Restate the entries word for word, leaving nothing out.

*** DATASET EXTRACT Section Begins ***

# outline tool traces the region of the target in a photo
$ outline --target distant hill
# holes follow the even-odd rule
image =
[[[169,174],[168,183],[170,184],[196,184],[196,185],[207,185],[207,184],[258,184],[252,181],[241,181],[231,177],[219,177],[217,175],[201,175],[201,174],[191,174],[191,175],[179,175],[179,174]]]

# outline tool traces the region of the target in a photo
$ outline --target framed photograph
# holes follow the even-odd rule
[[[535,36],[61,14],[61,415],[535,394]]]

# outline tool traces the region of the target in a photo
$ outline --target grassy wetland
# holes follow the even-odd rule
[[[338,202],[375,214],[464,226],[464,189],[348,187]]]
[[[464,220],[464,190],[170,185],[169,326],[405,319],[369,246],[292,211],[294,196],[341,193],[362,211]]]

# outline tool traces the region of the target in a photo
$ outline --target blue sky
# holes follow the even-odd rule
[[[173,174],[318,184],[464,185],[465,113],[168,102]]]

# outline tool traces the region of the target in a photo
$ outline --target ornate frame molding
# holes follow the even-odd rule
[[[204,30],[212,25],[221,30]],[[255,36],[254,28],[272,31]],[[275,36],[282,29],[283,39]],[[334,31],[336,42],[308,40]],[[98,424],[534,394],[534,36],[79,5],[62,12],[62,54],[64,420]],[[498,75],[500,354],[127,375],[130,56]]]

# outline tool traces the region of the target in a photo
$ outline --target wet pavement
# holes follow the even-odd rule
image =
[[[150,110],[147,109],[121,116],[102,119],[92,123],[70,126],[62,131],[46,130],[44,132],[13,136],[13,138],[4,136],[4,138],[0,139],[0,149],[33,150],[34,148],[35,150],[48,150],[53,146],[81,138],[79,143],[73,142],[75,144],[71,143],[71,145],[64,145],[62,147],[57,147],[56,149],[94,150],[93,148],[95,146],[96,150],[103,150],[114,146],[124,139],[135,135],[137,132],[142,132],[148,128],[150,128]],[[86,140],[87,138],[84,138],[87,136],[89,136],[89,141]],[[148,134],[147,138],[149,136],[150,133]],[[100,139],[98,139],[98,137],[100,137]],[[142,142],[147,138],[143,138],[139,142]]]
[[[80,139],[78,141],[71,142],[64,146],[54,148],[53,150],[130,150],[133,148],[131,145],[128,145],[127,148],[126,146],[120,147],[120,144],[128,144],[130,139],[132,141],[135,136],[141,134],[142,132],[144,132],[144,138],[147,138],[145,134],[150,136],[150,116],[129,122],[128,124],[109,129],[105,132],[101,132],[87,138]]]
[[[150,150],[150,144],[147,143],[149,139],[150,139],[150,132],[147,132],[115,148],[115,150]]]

*** DATASET EXTRACT Section Ends ***

EXERCISE OUTPUT.
# outline tool traces the region of the target in a photo
$ outline --target distant hill
# holes follow the even-odd rule
image =
[[[169,174],[168,183],[170,184],[196,184],[196,185],[207,185],[207,184],[258,184],[252,181],[241,181],[231,177],[219,177],[217,175],[201,175],[201,174],[191,174],[191,175],[179,175],[179,174]]]

# outline tool traces the region of the target in a photo
$ outline --target framed photograph
# holes follow the even-odd rule
[[[535,36],[61,14],[61,415],[535,394]]]

# outline tool traces the region of the target in a photo
$ outline --target grassy wetland
# holes follow the even-odd rule
[[[338,202],[375,214],[464,226],[464,189],[348,187]]]
[[[464,220],[464,190],[170,185],[169,326],[405,319],[369,246],[292,211],[294,196],[341,193],[362,211]]]

# outline tool traces the region of the target in a photo
$ outline --target blue sky
# holes follow the even-odd rule
[[[173,174],[318,184],[464,185],[465,113],[168,102]]]

# outline tool traces the region of the target in a photo
$ outline --target ornate frame molding
# holes follow the even-odd rule
[[[204,30],[212,25],[221,30]],[[255,36],[254,28],[272,31]],[[275,36],[282,29],[283,39]],[[334,31],[336,42],[308,40]],[[98,424],[534,394],[534,36],[79,5],[62,12],[62,54],[64,420]],[[498,75],[500,354],[127,375],[130,56]]]

# outline tool traces the region of the target in a photo
$ outline --target wet pavement
# holes follow the even-odd rule
image =
[[[150,110],[147,109],[121,116],[102,119],[92,123],[70,126],[62,131],[46,130],[44,132],[13,136],[13,138],[4,136],[4,138],[0,139],[0,149],[33,150],[34,148],[35,150],[48,150],[53,146],[81,138],[79,143],[73,142],[75,144],[71,143],[71,145],[64,145],[62,147],[57,147],[56,149],[94,150],[93,148],[95,146],[96,150],[103,150],[114,146],[124,139],[135,135],[137,132],[142,132],[148,128],[150,128]],[[86,140],[87,138],[84,138],[87,136],[89,136],[89,141]],[[148,134],[147,138],[149,136],[150,133]],[[100,139],[98,139],[98,137],[100,137]],[[142,142],[147,138],[143,138],[139,142]]]
[[[80,139],[78,141],[71,142],[64,146],[54,148],[53,150],[130,150],[133,148],[131,145],[128,145],[127,148],[126,146],[120,147],[120,144],[128,144],[130,139],[132,141],[135,136],[141,134],[142,132],[144,132],[144,138],[147,138],[145,134],[150,136],[150,116],[129,122],[128,124],[109,129],[105,132],[101,132],[87,138]]]
[[[150,150],[150,144],[147,143],[149,139],[150,139],[150,132],[147,132],[115,148],[115,150]]]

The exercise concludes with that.